---- Dataset
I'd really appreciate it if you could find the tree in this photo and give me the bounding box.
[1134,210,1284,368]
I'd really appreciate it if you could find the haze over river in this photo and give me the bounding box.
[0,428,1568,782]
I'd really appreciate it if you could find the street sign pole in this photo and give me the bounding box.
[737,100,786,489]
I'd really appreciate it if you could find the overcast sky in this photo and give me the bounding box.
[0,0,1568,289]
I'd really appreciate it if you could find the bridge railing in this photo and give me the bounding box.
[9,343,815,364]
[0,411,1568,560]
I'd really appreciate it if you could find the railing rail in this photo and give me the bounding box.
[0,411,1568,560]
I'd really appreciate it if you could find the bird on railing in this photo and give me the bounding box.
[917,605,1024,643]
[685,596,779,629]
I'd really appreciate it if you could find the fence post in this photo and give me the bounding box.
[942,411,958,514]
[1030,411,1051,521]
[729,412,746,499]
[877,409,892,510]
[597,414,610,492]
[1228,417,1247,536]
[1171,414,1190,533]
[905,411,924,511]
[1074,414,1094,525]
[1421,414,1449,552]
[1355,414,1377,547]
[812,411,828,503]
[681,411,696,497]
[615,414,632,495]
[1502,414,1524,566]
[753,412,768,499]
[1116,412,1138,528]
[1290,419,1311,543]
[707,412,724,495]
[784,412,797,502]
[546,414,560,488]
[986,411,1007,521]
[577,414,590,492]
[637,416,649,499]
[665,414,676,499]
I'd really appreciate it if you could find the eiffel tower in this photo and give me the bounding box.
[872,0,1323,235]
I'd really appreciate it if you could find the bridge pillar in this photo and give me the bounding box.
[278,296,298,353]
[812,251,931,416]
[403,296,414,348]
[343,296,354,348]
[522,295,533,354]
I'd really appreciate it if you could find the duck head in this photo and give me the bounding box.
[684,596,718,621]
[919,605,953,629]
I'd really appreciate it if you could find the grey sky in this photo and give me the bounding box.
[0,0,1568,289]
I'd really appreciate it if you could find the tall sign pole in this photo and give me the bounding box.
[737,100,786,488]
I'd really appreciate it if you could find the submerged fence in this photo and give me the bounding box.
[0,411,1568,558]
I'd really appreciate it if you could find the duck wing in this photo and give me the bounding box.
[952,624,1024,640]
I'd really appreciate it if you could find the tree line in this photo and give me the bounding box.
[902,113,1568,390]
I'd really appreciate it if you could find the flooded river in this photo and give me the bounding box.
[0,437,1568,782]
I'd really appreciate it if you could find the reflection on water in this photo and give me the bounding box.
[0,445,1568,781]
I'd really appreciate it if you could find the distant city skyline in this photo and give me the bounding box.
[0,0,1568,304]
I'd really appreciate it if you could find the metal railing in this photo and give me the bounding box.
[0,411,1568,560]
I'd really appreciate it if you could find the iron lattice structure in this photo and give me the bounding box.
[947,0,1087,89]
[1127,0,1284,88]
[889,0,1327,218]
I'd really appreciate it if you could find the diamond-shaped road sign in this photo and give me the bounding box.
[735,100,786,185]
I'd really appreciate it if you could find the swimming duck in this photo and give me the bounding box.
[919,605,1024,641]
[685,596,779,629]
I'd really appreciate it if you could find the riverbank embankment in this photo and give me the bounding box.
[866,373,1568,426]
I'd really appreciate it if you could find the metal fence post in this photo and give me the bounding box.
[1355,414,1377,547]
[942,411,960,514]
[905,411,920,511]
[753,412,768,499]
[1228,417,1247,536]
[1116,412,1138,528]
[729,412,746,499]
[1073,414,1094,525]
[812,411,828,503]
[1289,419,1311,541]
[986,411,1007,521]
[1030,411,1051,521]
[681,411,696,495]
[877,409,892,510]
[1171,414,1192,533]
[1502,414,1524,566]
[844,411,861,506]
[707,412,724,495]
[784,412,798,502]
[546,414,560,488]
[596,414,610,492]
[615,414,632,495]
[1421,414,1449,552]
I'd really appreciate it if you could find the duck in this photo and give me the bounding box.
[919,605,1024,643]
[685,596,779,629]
--------
--- Aim ---
Reproduce each of the entries above verbatim, keeping every line unchanged.

--- The response ---
I'd really appreciate it if you could find the tree in this photo and give me the bounding box.
[1134,210,1284,368]
I'd really appreciate it if you could find the haze over river in this photo and give me the bounding box.
[0,428,1568,782]
I'd really appreciate it if you could find the street sign pole in this photo and give me the bounding box.
[737,100,786,489]
I'd really appreciate it if you could find the overcast sky in this photo and give me the bounding box.
[0,0,1568,289]
I'd really appreciate it if you could find the bridge railing in this photo and give me the bounding box.
[9,343,815,364]
[0,411,1568,560]
I'd really appreciate it if you could find the railing rail in this photo and give me the bounding box.
[0,411,1568,560]
I'd really appreciate it if you could find the bird on railing in this photo and give me the bounding box.
[917,605,1024,643]
[685,596,779,629]
I'd really appreciate it if you could find the fence post in this photo and give me the bounding box.
[942,411,958,514]
[1030,411,1051,521]
[729,412,746,499]
[877,409,892,510]
[597,414,610,492]
[1228,417,1247,536]
[1171,414,1190,533]
[905,411,924,511]
[1074,414,1094,525]
[1421,414,1449,552]
[1355,414,1377,547]
[812,411,828,503]
[681,411,696,497]
[615,414,632,495]
[1502,414,1524,566]
[753,412,768,499]
[1116,412,1138,528]
[1290,419,1311,543]
[707,412,724,495]
[784,412,797,502]
[546,414,560,488]
[986,411,1007,521]
[577,414,590,492]
[637,416,649,499]
[665,414,676,499]
I'd really appreciate it if you could find the eiffel tower in this photo and give me the bounding box.
[872,0,1323,235]
I'd really appreciate it if you could find the bridge pillar in this photo and give me the bounding box.
[278,296,298,353]
[812,251,931,416]
[403,296,414,348]
[343,296,354,348]
[522,295,533,354]
I'd really appreciate it if you could find the duck head in this photo and give me the bounding box.
[684,596,718,621]
[919,605,953,629]
I'd really appreciate it if you could find the grey sky in this photo and give me the bounding box.
[0,0,1568,289]
I'd really appreciate it if you could find the tall sign pole in this photo and give me the bounding box.
[737,100,786,488]
I'd really appreciate it if you could find the submerged fence in this photo and give me the bounding box.
[0,411,1568,558]
I'd really appreciate it if you could find the duck wing in this photo and give me the bounding box.
[952,624,1024,640]
I'd really appreciate it if you could find the tree line in this photo and give me the bounding box.
[902,113,1568,390]
I'd really appreciate it if you could find the flooded river in this photo and give me the bounding box.
[0,437,1568,782]
I'd really appreciate it if you could find the reflection on water in this photo and give me the bounding box.
[0,445,1568,781]
I'd really appreciate it if you could find the distant city skyline in this photo and give me the bounding box.
[0,0,1568,304]
I'd really appreciate it if you could find the metal railing in this photo and give me the bounding box.
[0,411,1568,560]
I'd really appreciate it if you could find the iron lattice structure in this photo and give me the bounding box.
[947,0,1087,89]
[1127,0,1284,88]
[889,0,1327,218]
I'd really appreciate it if you could find the diamond-shaped road sign in this photo and give me the bounding box.
[735,100,786,185]
I'd really appreciate it if you could find the swimming duck in this photo and give me the bounding box.
[919,605,1024,641]
[685,596,779,629]
I'd really appreciate it if you could find the riverbank embankment in this photo and give me the bounding box.
[866,373,1568,426]
I'd really appreciate it if you could find the metal fence post in this photo and give me the bounding box.
[1355,414,1377,547]
[942,411,960,514]
[905,411,920,511]
[753,412,768,499]
[1228,417,1247,536]
[1116,412,1138,528]
[729,412,746,499]
[1073,414,1094,525]
[812,411,828,503]
[1289,419,1311,541]
[986,411,1007,521]
[1030,411,1051,521]
[681,411,696,495]
[877,409,892,510]
[1171,414,1192,533]
[1502,414,1524,566]
[844,411,861,506]
[707,412,724,495]
[784,412,798,502]
[546,414,560,488]
[596,414,610,492]
[615,414,632,495]
[1421,414,1449,552]
I'd really appreciate it if you could find the duck in this photo and give me the bounding box.
[919,605,1024,643]
[685,596,779,629]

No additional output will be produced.